* [Required work]: Reproduce word for word the stretch of the passage on Cornell's fall semester plan from "Cornell’s plan is" through "outside the campus.".

* [Excerpted passage]:
Pollack said that the findings of an epidemiological model “showed that residential instruction, when coupled with a robust virus screening program of the form we intend to implement, is a better option for protecting the public health of our community than a purely online semester.”
Cornell’s plan is that students and faculty will be screened when they arrive on campus, and there will be “ongoing, frequent screening, with isolation/quarantine/contact tracing as needed.” The study argued that a large body of the students would not be screened if the semester were offered online.
Peter Frazier, the leading researcher of the study, said that’s because earlier surveys showed that some 9,000 Cornell students were willing to return to off-campus housing in the college town of Ithaca, even if all classes were moved online. In that case, there would be little Cornell could do to curb the spread of virus among students, since the university couldn’t assert its authority to implement restrictive measures outside the campus.
“There is simply no way to completely eliminate risk, whether we are in-person or online; even under the best-case projections, some people will become infected,” Pollack said. “But, again, our analyses show that the number of people infected and/or hospitalized is likely to be markedly lower if we have an in-person, residential semester with the aforementioned screening mechanisms than if we are purely online.”

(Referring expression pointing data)
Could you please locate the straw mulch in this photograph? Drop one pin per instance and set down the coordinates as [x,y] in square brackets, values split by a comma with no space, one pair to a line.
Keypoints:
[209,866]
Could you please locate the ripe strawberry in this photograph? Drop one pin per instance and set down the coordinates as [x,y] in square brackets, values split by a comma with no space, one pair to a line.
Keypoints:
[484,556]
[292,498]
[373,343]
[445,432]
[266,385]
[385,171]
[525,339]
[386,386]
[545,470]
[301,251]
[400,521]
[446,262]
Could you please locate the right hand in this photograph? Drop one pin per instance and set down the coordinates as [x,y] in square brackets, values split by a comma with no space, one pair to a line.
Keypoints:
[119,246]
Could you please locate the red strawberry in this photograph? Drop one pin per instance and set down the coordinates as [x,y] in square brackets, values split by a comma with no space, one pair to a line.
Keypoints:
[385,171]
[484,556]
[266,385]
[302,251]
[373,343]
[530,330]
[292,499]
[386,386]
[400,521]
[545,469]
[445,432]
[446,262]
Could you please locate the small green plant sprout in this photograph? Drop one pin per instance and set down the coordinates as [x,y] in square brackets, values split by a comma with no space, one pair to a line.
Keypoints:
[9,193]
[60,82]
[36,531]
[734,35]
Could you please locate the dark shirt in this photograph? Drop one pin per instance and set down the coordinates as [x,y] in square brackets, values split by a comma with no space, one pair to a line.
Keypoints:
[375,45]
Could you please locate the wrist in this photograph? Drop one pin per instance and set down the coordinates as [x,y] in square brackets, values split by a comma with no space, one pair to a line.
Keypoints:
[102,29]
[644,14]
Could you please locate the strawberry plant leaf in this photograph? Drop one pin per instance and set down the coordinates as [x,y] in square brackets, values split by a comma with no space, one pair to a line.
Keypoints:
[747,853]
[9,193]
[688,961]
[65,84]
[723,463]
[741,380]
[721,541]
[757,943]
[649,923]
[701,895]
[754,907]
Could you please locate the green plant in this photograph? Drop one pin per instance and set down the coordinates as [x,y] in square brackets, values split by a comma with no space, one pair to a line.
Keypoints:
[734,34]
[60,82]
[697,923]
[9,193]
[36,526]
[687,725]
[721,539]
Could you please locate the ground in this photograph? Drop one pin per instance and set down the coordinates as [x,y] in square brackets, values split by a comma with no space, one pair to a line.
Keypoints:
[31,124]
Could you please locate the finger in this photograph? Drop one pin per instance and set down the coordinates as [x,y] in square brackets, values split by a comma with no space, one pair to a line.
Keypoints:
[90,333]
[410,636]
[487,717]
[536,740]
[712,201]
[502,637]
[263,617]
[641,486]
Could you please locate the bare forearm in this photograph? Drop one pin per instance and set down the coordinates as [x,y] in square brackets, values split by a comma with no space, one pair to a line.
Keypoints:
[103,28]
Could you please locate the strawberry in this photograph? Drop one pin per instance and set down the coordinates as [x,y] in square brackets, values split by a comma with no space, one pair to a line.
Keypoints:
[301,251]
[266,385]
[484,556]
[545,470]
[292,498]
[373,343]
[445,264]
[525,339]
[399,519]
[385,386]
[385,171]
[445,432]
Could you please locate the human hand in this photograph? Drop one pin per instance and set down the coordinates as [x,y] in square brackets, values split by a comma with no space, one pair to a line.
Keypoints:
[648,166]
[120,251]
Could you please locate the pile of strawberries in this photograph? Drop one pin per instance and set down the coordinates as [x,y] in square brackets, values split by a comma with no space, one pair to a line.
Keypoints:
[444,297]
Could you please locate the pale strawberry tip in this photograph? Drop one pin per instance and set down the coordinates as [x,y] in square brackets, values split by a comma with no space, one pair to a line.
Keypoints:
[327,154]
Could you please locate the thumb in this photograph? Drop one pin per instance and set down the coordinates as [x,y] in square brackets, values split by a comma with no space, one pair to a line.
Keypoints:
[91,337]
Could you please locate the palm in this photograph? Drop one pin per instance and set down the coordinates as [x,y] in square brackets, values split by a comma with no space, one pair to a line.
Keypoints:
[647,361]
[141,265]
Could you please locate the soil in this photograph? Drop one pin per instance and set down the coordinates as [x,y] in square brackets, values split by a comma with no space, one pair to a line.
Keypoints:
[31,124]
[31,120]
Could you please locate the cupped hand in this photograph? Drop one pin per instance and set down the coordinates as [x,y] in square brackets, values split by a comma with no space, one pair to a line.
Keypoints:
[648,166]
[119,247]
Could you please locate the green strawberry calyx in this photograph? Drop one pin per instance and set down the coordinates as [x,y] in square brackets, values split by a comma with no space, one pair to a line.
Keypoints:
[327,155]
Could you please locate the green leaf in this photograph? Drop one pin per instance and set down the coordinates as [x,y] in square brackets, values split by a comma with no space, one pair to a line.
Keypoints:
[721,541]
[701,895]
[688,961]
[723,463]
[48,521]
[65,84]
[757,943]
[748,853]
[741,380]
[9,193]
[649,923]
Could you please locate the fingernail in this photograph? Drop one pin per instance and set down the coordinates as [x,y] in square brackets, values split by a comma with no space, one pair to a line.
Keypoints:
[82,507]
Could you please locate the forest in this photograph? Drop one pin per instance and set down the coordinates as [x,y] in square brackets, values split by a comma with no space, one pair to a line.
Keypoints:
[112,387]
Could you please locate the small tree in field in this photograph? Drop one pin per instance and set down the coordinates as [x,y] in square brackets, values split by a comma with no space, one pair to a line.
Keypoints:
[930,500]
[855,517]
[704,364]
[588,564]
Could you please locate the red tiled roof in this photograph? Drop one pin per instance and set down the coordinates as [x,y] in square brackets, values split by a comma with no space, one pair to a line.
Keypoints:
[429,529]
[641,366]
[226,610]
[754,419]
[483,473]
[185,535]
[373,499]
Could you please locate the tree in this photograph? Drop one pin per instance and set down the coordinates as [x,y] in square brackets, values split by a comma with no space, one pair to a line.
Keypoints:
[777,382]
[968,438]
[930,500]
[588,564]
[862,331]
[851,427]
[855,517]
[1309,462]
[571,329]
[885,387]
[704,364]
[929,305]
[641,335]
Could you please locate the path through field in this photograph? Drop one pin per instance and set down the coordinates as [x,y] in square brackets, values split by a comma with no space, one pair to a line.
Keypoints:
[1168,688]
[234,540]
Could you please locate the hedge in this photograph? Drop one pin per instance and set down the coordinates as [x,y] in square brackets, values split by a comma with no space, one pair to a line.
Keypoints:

* [Answer space]:
Cornell’s plan is that students and faculty will be screened when they arrive on campus, and there will be “ongoing, frequent screening, with isolation/quarantine/contact tracing as needed.” The study argued that a large body of the students would not be screened if the semester were offered online.
Peter Frazier, the leading researcher of the study, said that’s because earlier surveys showed that some 9,000 Cornell students were willing to return to off-campus housing in the college town of Ithaca, even if all classes were moved online. In that case, there would be little Cornell could do to curb the spread of virus among students, since the university couldn’t assert its authority to implement restrictive measures outside the campus.